● **Text under study**

A five-foot male I've had for some years was making the noise by pushing his nose up against the top of his aquarium home, lifting the screen half an inch against its security clamps and then letting it bang down again. I offered him food yesterday and he declined it, so I wondered what could have him so agitated. He is a particularly gentle, even-tempered snake that has never shown an inclination to bite, so I took him out, draped him around my neck, and went back to work at the computer for a little bit. Usually a change of scene settles these creatures down -- they have more intelligence and curiosity than folks who fear them or don't know them could possibly imagine -- but this time his mini vacation wasn't enough. He remained agitated, going for the desk, the floor, the back of my chair, until I finally realized what was going on.
I mix and match my two pairs of snakes, you see, in hopes of encouraging breeding. A few weeks ago I had taken him from the company of his long-term mate and put him in another tank with a younger female. Apparently he missed his girlfriend, for when I switched the males and he took one look at the beautiful blonde he'd been missing (yes, she really does have a pale yellow head) he immediately settled in for a round of serpentine lovemaking.
People don't always agree what the word love means, and even if they do, there are many categories of that most powerful of all feelings, from romantic love to altruistic love to Platonic love and so on. Can snakes and turtles feel love? I suppose I'd have to be a snake or a turtle to be sure, and therein, of course, lies the rub. It's traditional to regard snake love as nonsense. There are, after all, no double-blind, placebo-controlled medical studies on the effects, or lack thereof, of snake love. Nor have there been, to the best of my knowledge, any zoological inquiries into the presence or absence of a "love gene" in turtles.

(Referring-expression pointing data)
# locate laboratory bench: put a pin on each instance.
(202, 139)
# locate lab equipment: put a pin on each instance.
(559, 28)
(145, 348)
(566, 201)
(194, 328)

● **Task brief**
Resume the passage about the pet snake and whether reptiles can feel love, beginning immediately after its final sentence.

● **Response**
Yet we are in a tumultuous time in the evolution of consciousness. The religion of science is giving way to something else as the new physics helps us understand such concepts as the holographic universe and string theory, while at the same time lending intellectual credence to a complete reappraisal of what we think we know about life, the universe, and everything. Part of this process is grasping the difficult idea that we will never understand everything by using intellect alone.
Swept up by the dust devils of the gathering storm are the perceived differences between human beings and other animals. Karma is in there, the notion of the soul is in there, and so are the judgments and prejudices that we regularly wreak on Nature. The creatures sharing the planet with us certainly deserve more respect and consideration than they get from our speed-and-greed culture. It's easy to justify slaughtering cows when you don't have to see the machines that do it or smell the carcasses. It's easy to rape the oceans when you live far from the beach and very much enjoy a nice piece of halibut or tuna. Morally, out of sight means out of mind.
As you consider the question of what animals really know, feel and understand, please remember that it isn't only dogs and cats that deserve our compassion and respect. Reptiles, so often trodden underfoot, burned out of their burrows or beheaded by the garden shovel, have their own form of consciousness, and their own feelings. Just ask the male woma python that prefers blondes.